### Written problem 1
Pull out the lines of the listing from its first line through the line containing "30), (173, 37)]", inclusive, and reproduce them exactly.

### Source excerpt
--
It all started when I saw Mel Gibson as a character called "Porter" in the fun action thriller "Payback" (1999.) The reviews had clued me in: this was a remake of the 1967 Lee Marvin movie "Point Blank," and both films shared two great premises:

ONE: The tough guy anti-hero (Marvin, Gibson) is double-crossed by his wife and their robbery partner, shot and left for dead.

TWO: The tough guy anti-hero SURVIVES, and single-mindedly tricks, bullies, cajoles, kidnaps, and occasionally kills his way up the corporate ladder of "The Outfit"(aka The Syndicate, aka evidently the Irish Mafia) to secure what the higher-ups think is a ridiculously small sum of owed money ($92,000 in Point Blank; a DROP down to $70,000 in Porter). As incredulous higher up James Coburn protests in Payback: "$70,000? That's what I pay for my SUITS!")

Point Blank was directed by British auteur John Boorman(soon to make Deliverance) as part of the "New American Wave" of 1967(Bonnie and Clyde, The Graduate were in the lead positions) and had things like flash cuts, flashbacks, flash forwards, inexplicable and incoherent events and...thanks to Lee Marvin...an incredible sense of coolness and indefatigable determination. When Angie Dickenson pounds with her fists on Marvin's chest and the man does nothing...she stands in for the entire audience trying to "get through" to Marvin's implacable crook-killer.

Payback was directed (and written) by a novice: screenwriter Brian Helgeland, coming off of an Oscar for co-writing the great "LA Confidential" with that film's director Curtis Hanson. Ultimately, star Gibson pressured Helgeland off his own movie and evidently filmed an entirely new third act -- but I liked that version well enough. The "Payback" script carries forth SOME of the wit and structures of LAC...and pits Gibson against a fine supporting cast of adversarial gangsters.

Interesting: whereas Gibson -- a true star -- has to ACT like a tough guy in Payback(he affects a look, a voice, an attitude that is tougher than his more "crazy" Lethal Weapon guy) , Lee Marvin simply WAS a tough guy(wounded WWII vet, brawler, heavy drinker, etc.)

Still, I rather like Payback better. Point Blank was made when punches still had to be pulled. Lee Marvin never quite goes where Mel Gibson goes in terms of ruthlessness, to wit:

Gibson has knocked out all guards and faces mid-level mob manager William Devane across a desk. Gibson has Devane call "the big boss"(surprisingly granite faced Kris Kristofferson) on speaker phone. Gibson basically says "Authorize Devane to pay me my $70,000 right now or I'll shoot him." Kristofferson scoffs. We get this phone conversation:

Gibson: Yes or no.
Kristofferson: No.

...and Gibson shoots the "cool" Devane, who not only can't believe he's being shot over $70,000 but drops a set of false teeth out of his mouth on dying (interesting detail.)
--
### Task inputs
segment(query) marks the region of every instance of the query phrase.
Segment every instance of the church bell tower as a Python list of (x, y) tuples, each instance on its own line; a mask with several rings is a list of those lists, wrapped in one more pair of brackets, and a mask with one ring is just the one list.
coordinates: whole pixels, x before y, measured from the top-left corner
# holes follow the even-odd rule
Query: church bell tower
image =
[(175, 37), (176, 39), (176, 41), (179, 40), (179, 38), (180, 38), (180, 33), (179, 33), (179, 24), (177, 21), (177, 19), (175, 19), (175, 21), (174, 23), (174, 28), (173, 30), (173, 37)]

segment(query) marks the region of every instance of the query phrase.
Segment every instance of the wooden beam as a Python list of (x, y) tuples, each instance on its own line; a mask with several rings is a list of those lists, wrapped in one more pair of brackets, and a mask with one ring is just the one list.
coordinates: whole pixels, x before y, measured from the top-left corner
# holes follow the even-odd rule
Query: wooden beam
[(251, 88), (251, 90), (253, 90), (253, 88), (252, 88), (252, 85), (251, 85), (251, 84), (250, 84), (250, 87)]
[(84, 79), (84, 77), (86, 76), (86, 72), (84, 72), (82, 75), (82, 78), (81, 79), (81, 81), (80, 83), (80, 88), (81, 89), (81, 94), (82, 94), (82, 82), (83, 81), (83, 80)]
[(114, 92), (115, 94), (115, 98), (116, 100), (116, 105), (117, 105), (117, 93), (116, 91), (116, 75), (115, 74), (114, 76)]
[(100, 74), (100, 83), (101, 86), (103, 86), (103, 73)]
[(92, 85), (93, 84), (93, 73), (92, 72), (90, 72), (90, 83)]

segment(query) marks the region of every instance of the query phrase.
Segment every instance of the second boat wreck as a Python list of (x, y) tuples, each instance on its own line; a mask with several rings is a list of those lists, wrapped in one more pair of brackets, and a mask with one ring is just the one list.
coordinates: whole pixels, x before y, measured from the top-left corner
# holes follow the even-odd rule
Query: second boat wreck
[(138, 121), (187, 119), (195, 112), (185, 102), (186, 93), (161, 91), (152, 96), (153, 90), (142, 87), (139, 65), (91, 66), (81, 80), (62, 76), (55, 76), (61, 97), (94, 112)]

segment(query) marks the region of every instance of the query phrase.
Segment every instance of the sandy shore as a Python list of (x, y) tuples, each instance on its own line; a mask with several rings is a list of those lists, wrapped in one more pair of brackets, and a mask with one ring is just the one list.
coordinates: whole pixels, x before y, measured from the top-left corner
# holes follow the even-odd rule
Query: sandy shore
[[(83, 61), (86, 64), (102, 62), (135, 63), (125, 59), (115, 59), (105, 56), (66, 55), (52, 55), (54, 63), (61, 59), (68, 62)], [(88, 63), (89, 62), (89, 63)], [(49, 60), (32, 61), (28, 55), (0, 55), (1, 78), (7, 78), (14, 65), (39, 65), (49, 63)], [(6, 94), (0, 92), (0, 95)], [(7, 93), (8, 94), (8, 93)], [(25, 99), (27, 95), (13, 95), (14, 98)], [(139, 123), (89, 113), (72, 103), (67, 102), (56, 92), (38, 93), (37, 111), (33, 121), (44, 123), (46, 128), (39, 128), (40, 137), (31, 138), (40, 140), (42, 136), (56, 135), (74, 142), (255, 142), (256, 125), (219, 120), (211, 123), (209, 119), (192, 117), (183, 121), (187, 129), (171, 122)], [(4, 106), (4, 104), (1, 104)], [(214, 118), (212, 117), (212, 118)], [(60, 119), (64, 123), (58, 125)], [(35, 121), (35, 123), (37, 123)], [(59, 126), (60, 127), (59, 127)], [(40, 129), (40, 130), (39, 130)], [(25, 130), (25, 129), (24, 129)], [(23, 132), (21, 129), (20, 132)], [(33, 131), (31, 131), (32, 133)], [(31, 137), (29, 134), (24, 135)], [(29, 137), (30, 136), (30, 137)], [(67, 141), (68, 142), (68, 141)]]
--
### Written problem 2
Copy the Payback and Point Blank passage between "Gibson has knocked" and "dying (interesting detail.)", inclusive, swapping every "Devane" for "Coburn".

### Exercise result 1
segment(query) marks the region of every instance of the query phrase.
Segment every instance of the church bell tower as a Python list of (x, y) tuples, each instance on its own line; a mask with several rings is a list of those lists, wrapped in one more pair of brackets, and a mask with one ring is just the one list.
coordinates: whole pixels, x before y, measured from the top-left corner
# holes follow the even-odd rule
Query: church bell tower
image =
[(175, 37), (176, 39), (176, 41), (179, 40), (179, 38), (180, 38), (180, 33), (179, 33), (179, 24), (177, 21), (177, 19), (175, 19), (175, 21), (174, 23), (174, 28), (173, 30), (173, 37)]

### Exercise result 2
Gibson has knocked out all guards and faces mid-level mob manager William Coburn across a desk. Gibson has Coburn call "the big boss"(surprisingly granite faced Kris Kristofferson) on speaker phone. Gibson basically says "Authorize Coburn to pay me my $70,000 right now or I'll shoot him." Kristofferson scoffs. We get this phone conversation:

Gibson: Yes or no.
Kristofferson: No.

...and Gibson shoots the "cool" Coburn, who not only can't believe he's being shot over $70,000 but drops a set of false teeth out of his mouth on dying (interesting detail.)